Given data section start

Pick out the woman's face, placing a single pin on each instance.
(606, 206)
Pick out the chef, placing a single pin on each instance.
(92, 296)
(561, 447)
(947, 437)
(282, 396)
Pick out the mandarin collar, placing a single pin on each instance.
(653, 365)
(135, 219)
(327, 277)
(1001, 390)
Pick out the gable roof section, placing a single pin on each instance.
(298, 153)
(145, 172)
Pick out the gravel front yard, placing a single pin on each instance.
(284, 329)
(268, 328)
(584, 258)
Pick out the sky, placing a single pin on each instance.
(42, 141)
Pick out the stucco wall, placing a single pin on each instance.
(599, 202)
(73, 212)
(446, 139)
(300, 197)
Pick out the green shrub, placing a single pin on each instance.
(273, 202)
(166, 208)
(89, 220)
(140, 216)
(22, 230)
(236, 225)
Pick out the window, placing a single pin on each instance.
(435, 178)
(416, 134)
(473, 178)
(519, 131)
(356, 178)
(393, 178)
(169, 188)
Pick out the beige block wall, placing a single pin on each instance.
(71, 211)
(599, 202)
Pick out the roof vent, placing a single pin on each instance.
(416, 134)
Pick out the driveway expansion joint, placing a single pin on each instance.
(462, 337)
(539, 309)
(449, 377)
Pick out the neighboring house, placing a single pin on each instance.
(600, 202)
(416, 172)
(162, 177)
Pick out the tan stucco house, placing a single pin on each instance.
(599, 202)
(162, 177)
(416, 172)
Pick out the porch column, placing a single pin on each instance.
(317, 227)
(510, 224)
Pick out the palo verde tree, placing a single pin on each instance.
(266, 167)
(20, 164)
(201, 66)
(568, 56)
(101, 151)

Given data section end

About this task
Each record must be repeated exactly as it is.

Answer to the problem
Pick out the woman's face, placing a single pin on each instance.
(606, 206)
Pick out the chef, placing a single pin on each instance.
(92, 296)
(561, 447)
(947, 437)
(282, 396)
Pick out the mandarin collar, placing a single pin on each instance.
(653, 365)
(135, 219)
(327, 277)
(1001, 390)
Pick out the gable roof section, placing a single pin on each instance.
(298, 153)
(145, 172)
Pick out the gravel front yard, placing a single pin on each instance.
(284, 329)
(268, 328)
(584, 258)
Pick out the sky, placing a single pin on each instance.
(42, 141)
Pick out the stucco wall, placing a single pin on each instance.
(599, 202)
(73, 212)
(446, 139)
(300, 197)
Pick out the green shrub, placing a single pin on each instance.
(273, 202)
(166, 208)
(89, 220)
(140, 216)
(22, 230)
(236, 225)
Pick out the window, placing a single pin on each instance.
(435, 178)
(416, 134)
(473, 178)
(519, 131)
(356, 178)
(393, 178)
(169, 188)
Pick out the beige block wall, placing a single pin on each instance.
(71, 211)
(599, 202)
Pick out the roof vent, placing a single pin on each instance.
(416, 134)
Pick out the driveway expansion joint, placing a single pin on each instance.
(462, 337)
(539, 309)
(449, 377)
Pick out the neighboring house, placing a single pin on each instance.
(600, 202)
(416, 172)
(162, 177)
Pick out the tan stucco house, placing a single pin on each instance.
(599, 202)
(162, 177)
(416, 172)
Pick out the porch column, placing a single pin on each instance.
(317, 227)
(510, 224)
Pick out the palo verde tree, placing a single pin on each instance.
(266, 167)
(20, 164)
(201, 66)
(568, 56)
(101, 151)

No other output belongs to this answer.